§ **Problem**
Repeat the entries exactly as they stand.

(Point-per-instance localization data)
>>>
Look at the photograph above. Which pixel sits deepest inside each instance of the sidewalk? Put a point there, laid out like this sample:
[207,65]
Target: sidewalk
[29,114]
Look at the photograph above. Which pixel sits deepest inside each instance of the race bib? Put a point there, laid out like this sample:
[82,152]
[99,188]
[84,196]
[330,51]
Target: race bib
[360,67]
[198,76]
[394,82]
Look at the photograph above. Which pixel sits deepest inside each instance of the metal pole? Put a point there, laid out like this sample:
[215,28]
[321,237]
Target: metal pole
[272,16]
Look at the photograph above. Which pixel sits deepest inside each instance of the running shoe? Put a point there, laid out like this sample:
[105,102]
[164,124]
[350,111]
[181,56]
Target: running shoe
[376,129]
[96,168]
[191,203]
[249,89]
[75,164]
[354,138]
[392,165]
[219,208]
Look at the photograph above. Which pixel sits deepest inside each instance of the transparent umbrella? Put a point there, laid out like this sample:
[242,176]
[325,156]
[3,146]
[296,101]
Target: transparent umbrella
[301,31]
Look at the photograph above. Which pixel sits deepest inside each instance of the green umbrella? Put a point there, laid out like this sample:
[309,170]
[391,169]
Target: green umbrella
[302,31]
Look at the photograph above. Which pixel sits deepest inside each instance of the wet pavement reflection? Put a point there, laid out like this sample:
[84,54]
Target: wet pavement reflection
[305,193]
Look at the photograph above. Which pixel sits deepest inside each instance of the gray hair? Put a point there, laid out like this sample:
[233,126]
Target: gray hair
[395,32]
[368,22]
<<<
§ **Output for this exercise**
Look at the photograph above. Which pixel sits deepest inside each instance of the sidewalk? Put a point there, laid out like this sample:
[207,65]
Target: sidewalk
[29,114]
Look at the photograph above. Which pixel sits deepest inside each instance of the race bib? Put a point there, laid out like this sample:
[82,152]
[99,188]
[84,196]
[330,51]
Target: race bib
[360,67]
[198,76]
[394,82]
Look at the photograph above. Which pixel sits deepest inside each instance of the metal pole? Put a point there, laid out like this sample:
[215,28]
[321,237]
Target: metal pole
[272,16]
Look at the photograph above. Which pixel sits deepest inside each instance of the running shoe? Put a point there, laid out like this sample:
[105,102]
[164,124]
[350,111]
[181,56]
Target: running shoe
[376,129]
[96,168]
[191,203]
[249,89]
[75,164]
[354,138]
[392,165]
[219,208]
Look at the photograph above. Which pixel sits deepest inside each instance of the transparent umbrella? Put a point there, laid out like this sample:
[242,176]
[325,156]
[3,146]
[296,101]
Target: transparent umbrella
[301,31]
Look at the photograph above. Which pixel sits deepest inside each instance of the green umbrella? Put a point there, laid out like this sample:
[309,170]
[391,169]
Target: green umbrella
[302,31]
Look at the photograph above. Which pixel sits deepest inside each instance of the wet pavement reflection? Put a point there, laid out like this sample:
[84,54]
Target: wet pavement reflection
[305,193]
Look at the photograph above. Which pixel sits deepest inside each instance of the gray hair? Put a point there, laid out like this sample:
[233,126]
Target: gray hair
[395,32]
[368,22]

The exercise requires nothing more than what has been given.